§ Task statement
Restate all data exactly. No images.

-------------------------

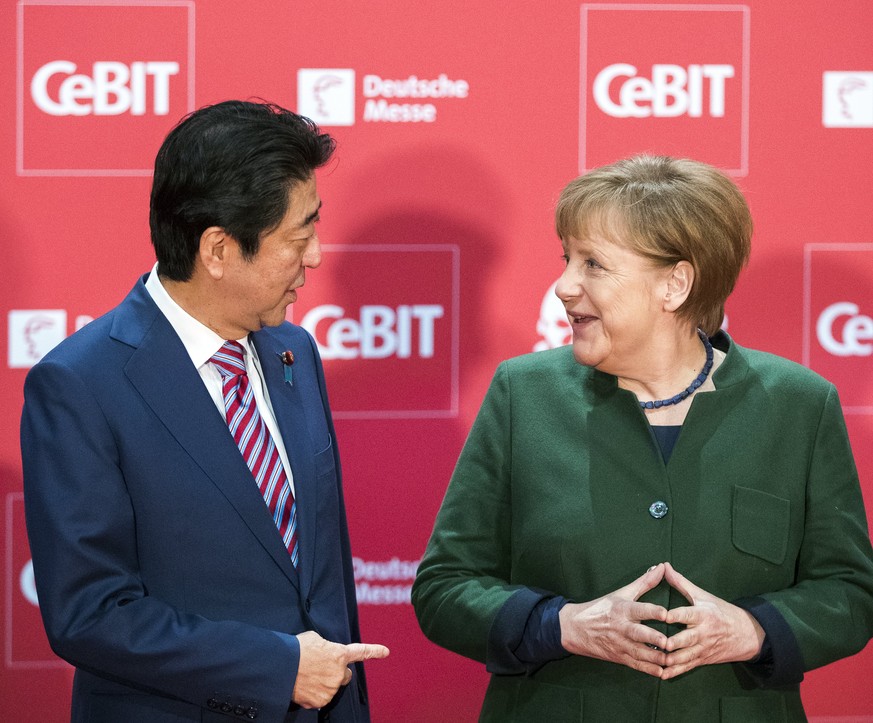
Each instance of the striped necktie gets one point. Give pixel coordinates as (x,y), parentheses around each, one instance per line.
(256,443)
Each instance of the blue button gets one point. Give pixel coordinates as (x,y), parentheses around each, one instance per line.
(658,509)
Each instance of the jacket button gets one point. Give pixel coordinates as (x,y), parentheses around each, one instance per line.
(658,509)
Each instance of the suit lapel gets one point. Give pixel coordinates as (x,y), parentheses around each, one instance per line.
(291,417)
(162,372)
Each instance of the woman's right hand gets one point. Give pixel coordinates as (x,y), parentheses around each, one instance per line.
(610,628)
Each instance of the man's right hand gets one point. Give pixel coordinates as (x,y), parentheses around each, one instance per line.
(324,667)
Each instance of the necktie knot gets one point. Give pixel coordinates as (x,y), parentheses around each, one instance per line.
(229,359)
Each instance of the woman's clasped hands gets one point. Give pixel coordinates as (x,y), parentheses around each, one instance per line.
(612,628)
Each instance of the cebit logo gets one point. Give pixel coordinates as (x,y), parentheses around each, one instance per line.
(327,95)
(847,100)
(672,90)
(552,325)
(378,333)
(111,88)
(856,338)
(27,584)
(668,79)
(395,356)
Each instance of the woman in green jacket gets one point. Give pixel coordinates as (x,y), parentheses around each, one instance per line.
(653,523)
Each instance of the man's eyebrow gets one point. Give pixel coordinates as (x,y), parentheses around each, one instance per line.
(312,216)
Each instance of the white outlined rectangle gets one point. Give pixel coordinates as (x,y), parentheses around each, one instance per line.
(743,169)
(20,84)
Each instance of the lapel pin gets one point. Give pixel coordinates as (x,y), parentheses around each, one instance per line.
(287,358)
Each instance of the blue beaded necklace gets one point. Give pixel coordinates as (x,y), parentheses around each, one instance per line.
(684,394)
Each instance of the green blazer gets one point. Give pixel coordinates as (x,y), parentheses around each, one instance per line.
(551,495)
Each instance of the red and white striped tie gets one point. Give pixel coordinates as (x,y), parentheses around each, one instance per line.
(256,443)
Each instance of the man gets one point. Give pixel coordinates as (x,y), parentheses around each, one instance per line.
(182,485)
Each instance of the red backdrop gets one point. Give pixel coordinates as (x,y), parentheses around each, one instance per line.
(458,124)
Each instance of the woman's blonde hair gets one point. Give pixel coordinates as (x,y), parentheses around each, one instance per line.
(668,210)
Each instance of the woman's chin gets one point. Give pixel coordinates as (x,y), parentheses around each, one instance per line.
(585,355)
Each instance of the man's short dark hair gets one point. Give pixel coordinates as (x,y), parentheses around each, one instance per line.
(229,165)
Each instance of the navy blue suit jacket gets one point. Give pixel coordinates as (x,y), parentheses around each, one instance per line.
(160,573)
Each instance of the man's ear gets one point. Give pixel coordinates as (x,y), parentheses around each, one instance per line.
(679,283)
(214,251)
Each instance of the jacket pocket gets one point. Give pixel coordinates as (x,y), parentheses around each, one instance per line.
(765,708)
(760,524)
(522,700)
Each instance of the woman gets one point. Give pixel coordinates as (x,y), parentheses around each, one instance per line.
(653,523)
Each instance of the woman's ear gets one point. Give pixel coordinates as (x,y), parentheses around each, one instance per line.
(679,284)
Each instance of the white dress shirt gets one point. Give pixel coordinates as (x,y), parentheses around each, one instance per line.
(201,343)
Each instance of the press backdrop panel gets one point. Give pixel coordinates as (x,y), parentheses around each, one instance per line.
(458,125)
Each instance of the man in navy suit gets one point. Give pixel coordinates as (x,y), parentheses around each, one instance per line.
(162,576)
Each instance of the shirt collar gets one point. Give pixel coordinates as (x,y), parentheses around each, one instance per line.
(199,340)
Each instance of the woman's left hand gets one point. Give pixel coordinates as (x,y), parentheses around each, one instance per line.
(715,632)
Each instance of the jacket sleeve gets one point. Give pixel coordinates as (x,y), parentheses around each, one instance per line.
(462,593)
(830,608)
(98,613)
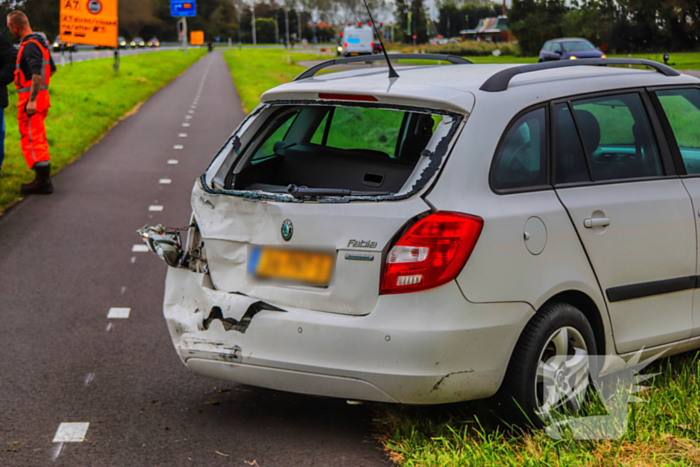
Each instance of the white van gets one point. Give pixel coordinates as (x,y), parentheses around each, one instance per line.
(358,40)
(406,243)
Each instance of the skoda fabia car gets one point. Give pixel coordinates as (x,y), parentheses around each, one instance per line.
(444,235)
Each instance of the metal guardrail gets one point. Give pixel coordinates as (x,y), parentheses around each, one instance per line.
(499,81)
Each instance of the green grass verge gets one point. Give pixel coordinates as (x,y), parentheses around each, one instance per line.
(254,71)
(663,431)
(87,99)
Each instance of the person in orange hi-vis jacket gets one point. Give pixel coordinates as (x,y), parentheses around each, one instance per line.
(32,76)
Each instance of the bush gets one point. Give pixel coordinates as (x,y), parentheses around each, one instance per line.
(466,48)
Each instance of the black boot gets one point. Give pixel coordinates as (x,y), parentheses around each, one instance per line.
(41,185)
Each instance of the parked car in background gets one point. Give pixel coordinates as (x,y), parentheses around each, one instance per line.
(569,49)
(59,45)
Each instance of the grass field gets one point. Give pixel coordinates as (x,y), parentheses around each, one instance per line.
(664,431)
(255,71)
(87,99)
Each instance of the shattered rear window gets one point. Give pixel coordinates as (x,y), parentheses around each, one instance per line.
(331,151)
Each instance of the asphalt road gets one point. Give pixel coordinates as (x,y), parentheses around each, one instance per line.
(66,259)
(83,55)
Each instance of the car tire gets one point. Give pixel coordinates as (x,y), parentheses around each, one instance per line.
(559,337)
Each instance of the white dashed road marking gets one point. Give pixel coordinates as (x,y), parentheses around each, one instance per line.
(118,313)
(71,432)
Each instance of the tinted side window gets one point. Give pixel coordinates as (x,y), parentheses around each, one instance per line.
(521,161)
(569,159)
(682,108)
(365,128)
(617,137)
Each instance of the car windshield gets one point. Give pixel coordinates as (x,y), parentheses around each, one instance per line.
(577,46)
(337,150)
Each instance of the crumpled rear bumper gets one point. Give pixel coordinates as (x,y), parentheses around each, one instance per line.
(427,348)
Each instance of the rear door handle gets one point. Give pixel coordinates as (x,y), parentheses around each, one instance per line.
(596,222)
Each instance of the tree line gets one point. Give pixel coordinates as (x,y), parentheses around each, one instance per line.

-------------------------

§ Expected output
Each instance of the striped necktie gets one point. Give pixel coordinates as (x,y), parentheses around each, one instance per line.
(256,443)
Each instance of the blue button gets one point. Give pixel coordinates as (x,y), parentheses around each, one instance per line.
(658,509)
Each instance of the jacket button gets one point. Give pixel coordinates as (x,y), parentheses around each, one instance per line.
(658,509)
Each instance of the suit lapel gets one point. Give pixel coordinates as (x,y), parentheses around each, one instance per line.
(291,417)
(162,372)
Each instance of the woman's right hand gets one point. Give pixel coordinates as (x,y), parentheses around each, one instance per line.
(610,628)
Each instance of the man's right hand gets one point. Give pixel coordinates as (x,y), parentheses around each, one instance per line.
(324,667)
Each instance of the necktie knot gets one point. Give pixel coordinates as (x,y), parentheses around each, one instance per line.
(229,359)
Each instance of the woman's clasped hands gets one point. Give pixel coordinates as (x,y), parentheses around each, one instance per line.
(612,628)
Each instance of the cebit logo gets one point. Give pixel coordinates as (x,y), parentheses around each, one instance per line.
(327,95)
(847,100)
(672,90)
(552,325)
(378,333)
(111,88)
(856,338)
(27,584)
(668,79)
(395,356)
Each instance of the woman in green jacket gets one point. Give pixel coordinates as (x,y), parentheses around each, one instance per line.
(653,523)
Each instance of the man's eyebrow gets one point. Give pixel coordinates as (x,y), parentheses around each, one instance per line.
(312,216)
Each instance of the white outlined rectangle gets one point. Give pixel coordinates as (x,y), parentheses around each, one instance per line.
(743,169)
(20,84)
Each instance of the lapel pin gets one point. Give pixel coordinates as (x,y), parentheses around each, one instance per line.
(287,358)
Each instance of the blue beaded necklace gets one point. Give pixel coordinates as (x,y), parentheses around each, one instance per line.
(684,394)
Each instance of the green blazer gets one point. Give pixel coordinates as (x,y), parentheses around each, one instance per line.
(551,495)
Each instance of the red and white striped tie gets one point. Give pixel coordinates as (x,y), parentheses around each, one instance per line.
(256,443)
Each instance of the man gets one point. Give pixel coordinates as (x,y), parentheses around each, one instance per line.
(182,485)
Each instance of the red backdrop gets one point. Give pixel coordinates as (x,y), parentheses around each, one instance per line.
(458,124)
Each instance of the woman's blonde hair gets one point. Give pixel coordinates as (x,y), parentheses around each, one instance per line.
(668,210)
Each instance of the woman's chin gets one point. Give pixel coordinates as (x,y), parentheses around each, one instance per line.
(585,355)
Each instance of the man's short dark hair gets one point. Give pixel coordinates as (x,y), parentheses around each, one instance per line.
(229,165)
Each instance of the navy blue suit jacket gets one point. Give pixel coordinates as (x,y), parentheses around each, one instance per line.
(160,573)
Each instance of the man's ear gets one point. Give pixel coordinates as (x,y), parentheses around each, one instance per line.
(679,283)
(214,251)
Each instance of the jacket pocket gets one point. Give pixel coordinates as (x,y), parentheses around each, one instance per line.
(765,708)
(760,524)
(522,700)
Each instance of the woman gets one point. Give pixel coordinates as (x,y), parentheses around each, one instance per line.
(653,523)
Each instance of the woman's ear gets one point. Give pixel coordinates as (x,y), parentheses around each, one instance per line.
(679,284)
Each instance of the white dress shirt gets one point. Give pixel coordinates as (x,y), parentheses around each, one instance per line.
(201,343)
Each instance of the press backdrop panel gets one point. Give pixel coordinates as (x,y), parentheses around each, one instance per line.
(458,125)
Each instance of the man in navy suit gets one point. Give pixel coordinates as (x,y), parentheses around each, one instance per line.
(162,576)
Each instance of the shirt collar gets one point. Give pixel coordinates as (x,y), parentheses around each, one instance per line.
(199,340)
Each instance of the woman's left hand gets one point. Give pixel coordinates as (x,y), parentheses around each, one instance per line.
(715,632)
Each instance of the jacket sleeve gets one point. Give pixel coordinates as (x,y), parentheses around each, one instance per line.
(462,593)
(830,608)
(98,613)
Each instance of the white van gets one point. Give pixel coordinates as (x,y), parentheses around each, one instance per line.
(358,40)
(406,243)
Each instance of the skoda fabia car gets one point. Give pixel coordinates as (x,y), parentheses around each, one instance per line.
(444,235)
Each instance of the metal guardrail gets one point. Give pixel coordinates as (x,y), parentheses around each, one instance per line.
(499,81)
Each instance of the green grass verge gets one point. Give pixel coordinates as (x,y), parentheses around each, one instance per line.
(254,71)
(663,431)
(87,99)
Each instance of the person in orange hi-vis jacket gets one point. Give pixel coordinates as (x,y), parentheses around each, one instance per line.
(32,76)
Each instance of the bush gets one point. Give pixel coordinates as (x,y), parentheses around each, one instance per line.
(466,48)
Each instance of the black boot gets one point. Give pixel coordinates as (x,y), parentheses around each, one instance per line.
(41,185)
Each instance of the parked car in background gets one point. Give pixel coordinates as (x,y), parentheses around each, one instance per line.
(569,49)
(59,45)
Each instance of the grass field gets one point. Give pixel coordinates as (x,y), parentheses around each, one instance per line.
(664,431)
(255,71)
(87,99)
Each instance of the shattered rear window gets one point. Give pixel coordinates as (x,y), parentheses around each, one instance per line.
(331,151)
Each instance of the asphalt road gets one point. Give pixel coordinates as (x,y), parentheses around each, one instance per line.
(66,259)
(83,55)
Each instance of the car tire gets one point. Give pixel coordinates as (x,y), parentheses around each, one instance per line.
(559,337)
Each instance of the white dashed road marking gets one point. Give pixel coordinates as (x,y), parentheses around each, one instance per line.
(118,313)
(71,432)
Each instance of the tinted side window gets one point. Give pixel coordinates as (x,y), parentheses around each, one instance per line.
(521,161)
(569,159)
(682,108)
(365,128)
(617,137)
Each instance of the car windshield gets one point. Give pixel coordinates as (x,y), parentheses around each, one instance per line.
(577,46)
(337,150)
Each instance of the crumpled rear bumper gets one point. Give pixel coordinates as (x,y), parentheses around each, one instance per line.
(427,348)
Each instance of the rear door handle gets one point. Give pixel coordinates as (x,y), parentheses around each, one instance per line.
(596,222)
Each instance of the tree line gets one point. Give pixel coordinates as (x,y), parentheses around each, one instance per line.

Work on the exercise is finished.